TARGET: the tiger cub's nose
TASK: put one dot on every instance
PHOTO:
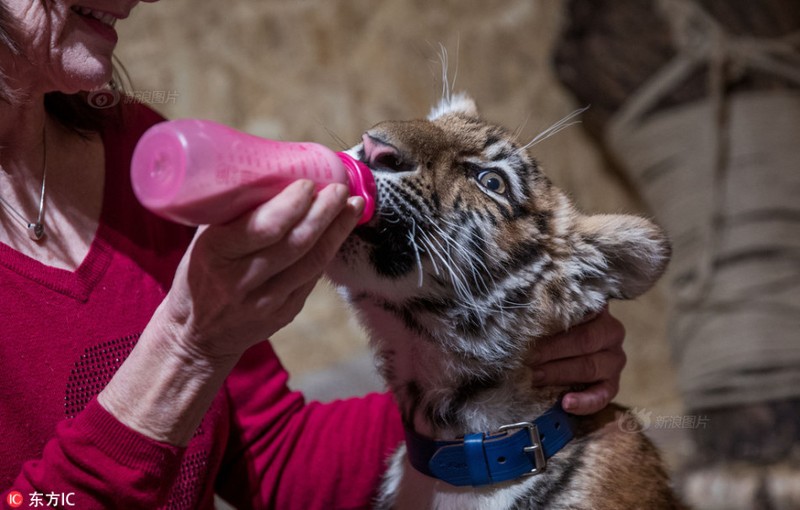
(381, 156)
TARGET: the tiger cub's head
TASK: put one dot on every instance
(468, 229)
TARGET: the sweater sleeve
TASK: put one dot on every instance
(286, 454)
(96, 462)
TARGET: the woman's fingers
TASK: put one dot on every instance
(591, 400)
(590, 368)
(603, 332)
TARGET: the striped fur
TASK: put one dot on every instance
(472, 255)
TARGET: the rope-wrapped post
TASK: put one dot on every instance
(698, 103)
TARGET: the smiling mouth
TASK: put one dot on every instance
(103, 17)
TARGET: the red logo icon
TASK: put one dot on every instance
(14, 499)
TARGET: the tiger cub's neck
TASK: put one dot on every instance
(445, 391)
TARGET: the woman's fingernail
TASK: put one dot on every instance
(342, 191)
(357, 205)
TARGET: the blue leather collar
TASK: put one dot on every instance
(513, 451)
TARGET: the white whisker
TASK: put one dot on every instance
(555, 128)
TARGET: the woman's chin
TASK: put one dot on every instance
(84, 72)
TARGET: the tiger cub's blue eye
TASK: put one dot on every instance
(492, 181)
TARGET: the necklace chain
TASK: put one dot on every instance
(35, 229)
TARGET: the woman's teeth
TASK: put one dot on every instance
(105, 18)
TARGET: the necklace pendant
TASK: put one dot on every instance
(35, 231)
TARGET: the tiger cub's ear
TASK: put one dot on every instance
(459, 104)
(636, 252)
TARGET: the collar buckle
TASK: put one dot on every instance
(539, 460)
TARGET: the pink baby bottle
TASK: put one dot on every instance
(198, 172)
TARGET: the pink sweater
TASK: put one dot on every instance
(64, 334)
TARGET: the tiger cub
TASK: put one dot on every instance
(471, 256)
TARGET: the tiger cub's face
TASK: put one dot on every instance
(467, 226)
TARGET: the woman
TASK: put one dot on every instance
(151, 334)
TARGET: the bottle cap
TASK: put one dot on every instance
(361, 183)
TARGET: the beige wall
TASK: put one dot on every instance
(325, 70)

-------------------------

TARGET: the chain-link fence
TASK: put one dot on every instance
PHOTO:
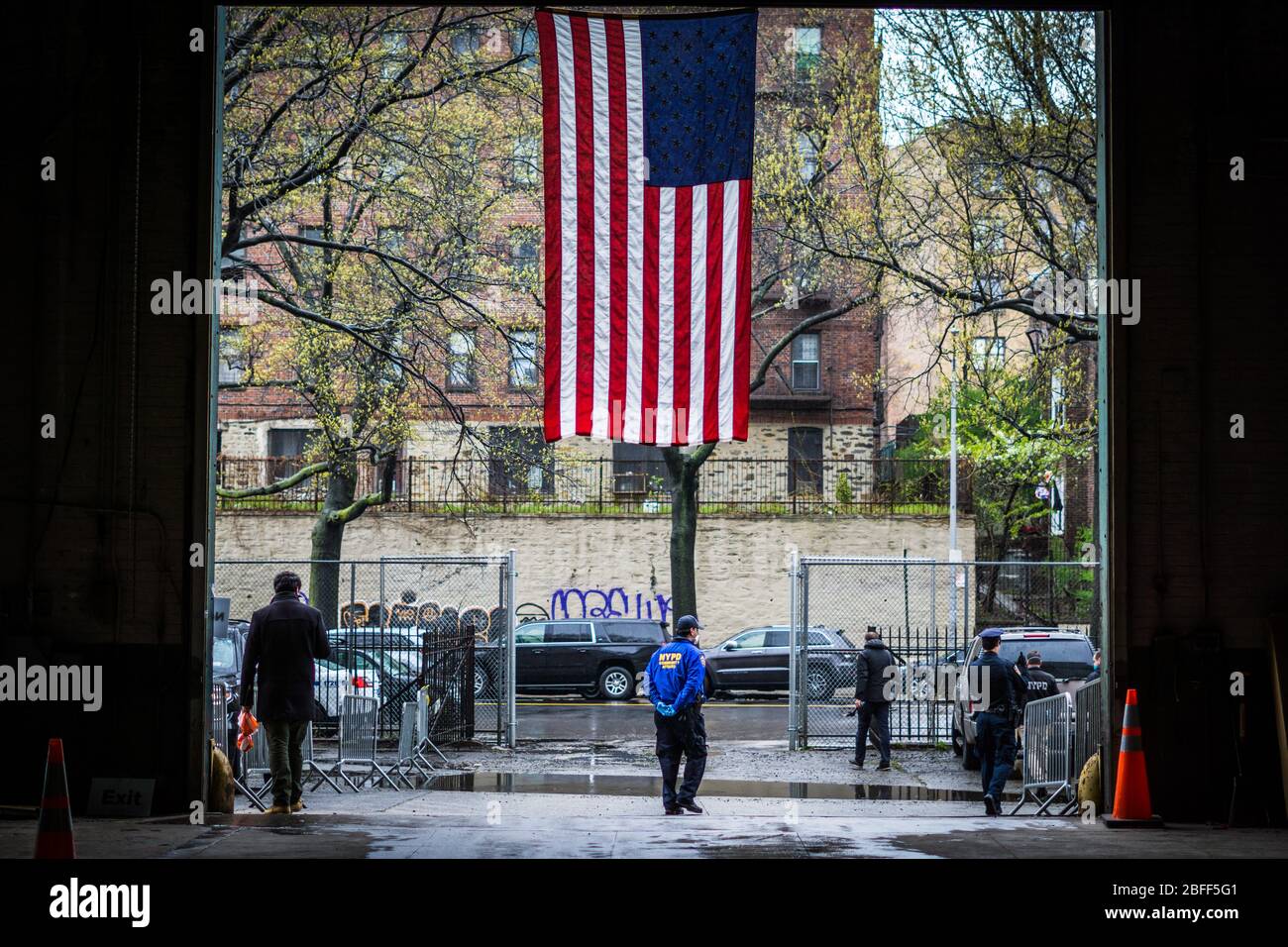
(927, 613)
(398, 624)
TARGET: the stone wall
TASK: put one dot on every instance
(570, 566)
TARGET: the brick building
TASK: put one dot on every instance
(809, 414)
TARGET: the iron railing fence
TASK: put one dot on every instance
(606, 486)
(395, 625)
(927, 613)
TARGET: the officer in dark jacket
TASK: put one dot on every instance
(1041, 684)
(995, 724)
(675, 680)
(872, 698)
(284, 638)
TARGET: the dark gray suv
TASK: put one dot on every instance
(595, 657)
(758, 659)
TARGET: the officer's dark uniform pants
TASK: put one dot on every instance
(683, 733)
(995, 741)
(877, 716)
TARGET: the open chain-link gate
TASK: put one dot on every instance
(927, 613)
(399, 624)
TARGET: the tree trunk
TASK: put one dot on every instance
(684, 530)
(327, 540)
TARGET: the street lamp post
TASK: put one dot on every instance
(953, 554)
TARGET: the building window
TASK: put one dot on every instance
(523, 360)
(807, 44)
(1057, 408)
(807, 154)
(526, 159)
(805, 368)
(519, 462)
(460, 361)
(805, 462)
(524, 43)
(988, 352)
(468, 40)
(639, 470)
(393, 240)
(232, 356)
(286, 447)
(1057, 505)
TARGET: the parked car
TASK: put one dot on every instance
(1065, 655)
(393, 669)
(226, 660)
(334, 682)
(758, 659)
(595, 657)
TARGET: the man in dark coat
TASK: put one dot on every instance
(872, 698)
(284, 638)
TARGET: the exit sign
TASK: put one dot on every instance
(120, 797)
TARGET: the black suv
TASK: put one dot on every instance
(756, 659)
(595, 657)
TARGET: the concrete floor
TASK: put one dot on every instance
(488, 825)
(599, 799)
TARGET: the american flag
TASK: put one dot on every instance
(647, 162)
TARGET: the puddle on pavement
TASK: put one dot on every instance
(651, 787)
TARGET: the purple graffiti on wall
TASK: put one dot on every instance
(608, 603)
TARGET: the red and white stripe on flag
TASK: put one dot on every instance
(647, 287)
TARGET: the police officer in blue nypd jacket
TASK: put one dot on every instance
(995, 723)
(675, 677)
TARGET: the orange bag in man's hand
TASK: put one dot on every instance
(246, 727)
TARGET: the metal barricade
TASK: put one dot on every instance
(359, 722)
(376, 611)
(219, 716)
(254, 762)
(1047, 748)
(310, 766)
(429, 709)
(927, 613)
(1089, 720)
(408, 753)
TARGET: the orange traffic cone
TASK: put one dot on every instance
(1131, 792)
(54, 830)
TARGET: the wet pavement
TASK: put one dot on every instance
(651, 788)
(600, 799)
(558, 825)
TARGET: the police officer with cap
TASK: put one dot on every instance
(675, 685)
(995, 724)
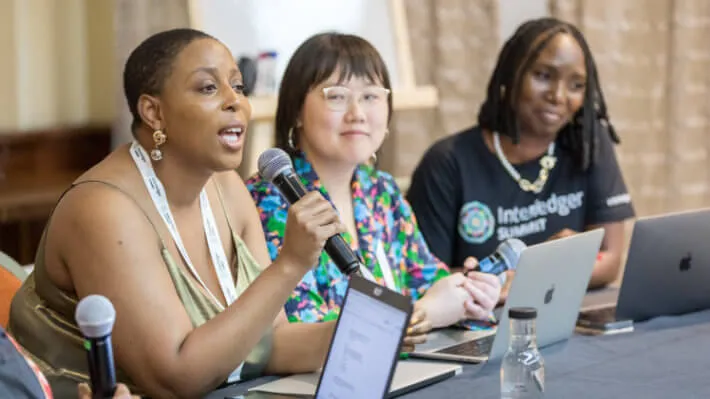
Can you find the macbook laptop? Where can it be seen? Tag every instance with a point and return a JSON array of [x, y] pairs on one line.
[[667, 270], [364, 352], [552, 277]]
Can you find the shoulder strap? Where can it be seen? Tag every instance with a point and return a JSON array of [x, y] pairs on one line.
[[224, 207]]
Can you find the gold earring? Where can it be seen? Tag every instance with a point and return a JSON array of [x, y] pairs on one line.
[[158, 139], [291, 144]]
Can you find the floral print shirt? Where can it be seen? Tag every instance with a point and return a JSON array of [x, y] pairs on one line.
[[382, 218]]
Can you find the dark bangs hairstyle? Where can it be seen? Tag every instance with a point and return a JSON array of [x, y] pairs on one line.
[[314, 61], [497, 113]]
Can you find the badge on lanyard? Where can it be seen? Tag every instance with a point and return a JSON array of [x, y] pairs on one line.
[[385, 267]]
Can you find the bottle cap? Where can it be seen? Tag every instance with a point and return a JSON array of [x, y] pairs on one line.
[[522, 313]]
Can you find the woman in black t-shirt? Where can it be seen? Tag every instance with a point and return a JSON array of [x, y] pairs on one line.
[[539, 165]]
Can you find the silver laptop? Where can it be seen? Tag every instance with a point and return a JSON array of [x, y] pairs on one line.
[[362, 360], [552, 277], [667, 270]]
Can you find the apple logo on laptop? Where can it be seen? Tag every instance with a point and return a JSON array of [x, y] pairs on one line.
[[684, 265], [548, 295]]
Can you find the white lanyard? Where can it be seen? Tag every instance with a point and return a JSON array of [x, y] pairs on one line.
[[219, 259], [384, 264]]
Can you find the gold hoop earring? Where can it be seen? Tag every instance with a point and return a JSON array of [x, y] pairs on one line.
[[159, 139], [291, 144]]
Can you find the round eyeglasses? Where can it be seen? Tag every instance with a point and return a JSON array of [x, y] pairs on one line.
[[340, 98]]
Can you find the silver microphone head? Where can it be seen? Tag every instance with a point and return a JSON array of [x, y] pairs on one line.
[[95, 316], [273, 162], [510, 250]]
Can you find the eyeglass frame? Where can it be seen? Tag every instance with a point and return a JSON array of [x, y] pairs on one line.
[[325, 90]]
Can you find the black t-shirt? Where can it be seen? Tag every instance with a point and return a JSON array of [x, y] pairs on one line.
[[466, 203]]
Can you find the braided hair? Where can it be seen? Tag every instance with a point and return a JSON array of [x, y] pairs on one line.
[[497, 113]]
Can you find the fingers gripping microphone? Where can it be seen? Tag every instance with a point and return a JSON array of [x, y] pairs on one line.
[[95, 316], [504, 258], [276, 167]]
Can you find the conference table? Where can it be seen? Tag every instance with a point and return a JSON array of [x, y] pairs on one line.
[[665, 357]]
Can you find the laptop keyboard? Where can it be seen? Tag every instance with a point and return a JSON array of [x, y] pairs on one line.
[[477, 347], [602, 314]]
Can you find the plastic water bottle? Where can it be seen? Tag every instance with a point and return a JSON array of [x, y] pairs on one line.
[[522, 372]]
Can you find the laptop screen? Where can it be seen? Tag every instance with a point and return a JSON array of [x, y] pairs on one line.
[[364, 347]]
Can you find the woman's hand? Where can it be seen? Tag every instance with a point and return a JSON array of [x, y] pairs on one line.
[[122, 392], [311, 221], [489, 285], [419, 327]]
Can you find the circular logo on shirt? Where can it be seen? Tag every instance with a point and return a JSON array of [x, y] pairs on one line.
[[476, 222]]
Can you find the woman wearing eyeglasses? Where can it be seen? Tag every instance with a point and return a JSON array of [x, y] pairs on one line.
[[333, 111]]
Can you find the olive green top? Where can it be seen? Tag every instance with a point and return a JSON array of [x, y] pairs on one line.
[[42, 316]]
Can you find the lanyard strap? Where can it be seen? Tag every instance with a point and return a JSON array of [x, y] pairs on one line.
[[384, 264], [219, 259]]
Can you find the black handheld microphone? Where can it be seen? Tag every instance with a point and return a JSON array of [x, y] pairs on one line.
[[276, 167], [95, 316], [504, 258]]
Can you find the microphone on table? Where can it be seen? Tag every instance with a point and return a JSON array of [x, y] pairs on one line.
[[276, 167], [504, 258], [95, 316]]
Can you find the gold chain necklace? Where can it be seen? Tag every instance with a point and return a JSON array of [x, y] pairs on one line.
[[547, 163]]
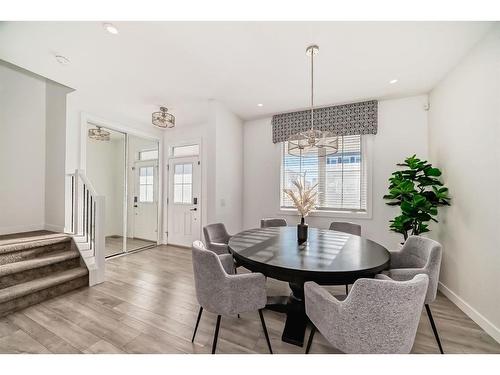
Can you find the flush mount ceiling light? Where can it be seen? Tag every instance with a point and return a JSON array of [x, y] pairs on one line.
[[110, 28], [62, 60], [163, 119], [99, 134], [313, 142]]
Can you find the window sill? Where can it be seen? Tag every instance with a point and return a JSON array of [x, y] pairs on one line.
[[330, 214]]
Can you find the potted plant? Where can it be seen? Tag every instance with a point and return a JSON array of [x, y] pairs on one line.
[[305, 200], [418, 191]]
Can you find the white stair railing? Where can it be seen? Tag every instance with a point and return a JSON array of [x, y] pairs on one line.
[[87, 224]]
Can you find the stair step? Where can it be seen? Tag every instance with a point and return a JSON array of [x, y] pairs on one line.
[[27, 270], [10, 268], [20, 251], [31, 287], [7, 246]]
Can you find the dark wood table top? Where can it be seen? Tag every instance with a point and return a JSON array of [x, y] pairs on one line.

-------------------------

■ Given exercise: Please rewrite the entries from the line with "TARGET: the purple graffiti on wall" up to and including the line with "[[382, 218]]", with each request kept word for word and every point coordinate in the answers raised by 60. Leave the requests and their format samples unchanged, and omit the pictures.

■ Full response:
TARGET: the purple graffiti on wall
TASK: put one dot on every instance
(668, 663)
TARGET: the red and white stripe on flag
TASK: put one dot on every instance
(707, 347)
TARGET: the police officer in blue nypd jacket
TASK: put one dot on every instance
(1055, 783)
(735, 737)
TARGET: the orange bag in man's hand
TASK: put one dot on every instance
(306, 787)
TARGET: the metal barricade
TASK: put one dot on every instance
(419, 782)
(436, 671)
(279, 776)
(314, 822)
(1107, 808)
(370, 826)
(489, 769)
(987, 673)
(1149, 780)
(468, 813)
TARGET: the orange traffic cone
TASK: put one dot on every instance
(1191, 852)
(114, 890)
TARGET: the wet pavement
TASK: put one dot on every instance
(711, 848)
(660, 859)
(618, 885)
TARGET: the police officer with cap
TASK: put one dot on every instance
(735, 745)
(1055, 784)
Can you find the macbook laptop? Where can it be seen? Tag every instance with a point and return a JSON array of [x, y] pairs on one line.
[[727, 330], [424, 412], [612, 337]]
Can you find the shoulder strap? Where can it be seen? Tag every instance with a point and return a JSON array of [x, y] pairs on one line.
[[284, 267]]
Can you find the gold earring? Where can it be seen? Tag every instance with a point and return a JSON array of [x, y] pairs on one line.
[[218, 199], [351, 204]]
Can you find the floral print shirt? Where can it be seen? Tag every instance with a point and return a JSON array of [x, y] pairs on one line.
[[442, 278]]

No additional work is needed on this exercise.